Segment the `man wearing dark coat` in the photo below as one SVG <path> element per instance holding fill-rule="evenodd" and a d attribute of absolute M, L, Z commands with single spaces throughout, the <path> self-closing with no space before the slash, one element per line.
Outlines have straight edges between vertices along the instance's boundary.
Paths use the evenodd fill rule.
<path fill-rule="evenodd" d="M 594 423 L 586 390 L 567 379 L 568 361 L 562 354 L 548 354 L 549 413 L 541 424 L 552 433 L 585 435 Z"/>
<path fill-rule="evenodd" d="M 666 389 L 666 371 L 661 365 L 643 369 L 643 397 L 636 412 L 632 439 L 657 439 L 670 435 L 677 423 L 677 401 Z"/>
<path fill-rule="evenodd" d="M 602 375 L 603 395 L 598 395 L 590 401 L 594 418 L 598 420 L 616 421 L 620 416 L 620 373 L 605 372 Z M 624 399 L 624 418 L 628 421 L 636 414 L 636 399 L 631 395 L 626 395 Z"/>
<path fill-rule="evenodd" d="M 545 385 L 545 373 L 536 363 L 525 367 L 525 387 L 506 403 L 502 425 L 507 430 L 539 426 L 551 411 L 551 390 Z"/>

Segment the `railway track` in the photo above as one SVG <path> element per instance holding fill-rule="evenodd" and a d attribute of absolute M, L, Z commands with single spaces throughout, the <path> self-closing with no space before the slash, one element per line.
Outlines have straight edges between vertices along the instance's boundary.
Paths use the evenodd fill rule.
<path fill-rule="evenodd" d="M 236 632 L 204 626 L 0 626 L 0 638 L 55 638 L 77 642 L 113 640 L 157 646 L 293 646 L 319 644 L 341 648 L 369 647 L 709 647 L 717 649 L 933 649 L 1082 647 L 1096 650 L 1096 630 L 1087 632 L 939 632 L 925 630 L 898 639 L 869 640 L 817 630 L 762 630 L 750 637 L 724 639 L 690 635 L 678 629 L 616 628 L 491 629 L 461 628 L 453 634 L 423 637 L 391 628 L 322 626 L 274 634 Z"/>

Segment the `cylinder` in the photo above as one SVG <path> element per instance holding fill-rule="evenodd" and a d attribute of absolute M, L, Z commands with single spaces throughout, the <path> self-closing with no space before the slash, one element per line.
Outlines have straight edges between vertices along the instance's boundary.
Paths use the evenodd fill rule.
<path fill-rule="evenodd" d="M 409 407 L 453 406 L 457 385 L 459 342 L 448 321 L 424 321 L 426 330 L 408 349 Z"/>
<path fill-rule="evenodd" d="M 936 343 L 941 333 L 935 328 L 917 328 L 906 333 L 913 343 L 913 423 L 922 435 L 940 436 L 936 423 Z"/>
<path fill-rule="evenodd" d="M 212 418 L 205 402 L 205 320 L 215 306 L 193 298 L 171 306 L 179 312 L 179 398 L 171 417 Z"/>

--

• [GOAL]: Write out the data again without changing anything, from its first line down to the line containing "594 423 L 586", including both of those lines.

• [SOLUTION TO THE EXERCISE]:
Segment the `man wearing dark coat` in the photo below as one SVG <path> element per instance holding fill-rule="evenodd" and a d attribute of absolute M, L, Z commands with single spaces throughout, the <path> self-closing with no space before the slash, one element per line.
Outlines have straight edges between vertices along the instance's boundary.
Paths use the evenodd fill rule.
<path fill-rule="evenodd" d="M 594 423 L 586 390 L 567 379 L 568 361 L 562 354 L 548 354 L 549 413 L 541 424 L 552 433 L 585 435 Z"/>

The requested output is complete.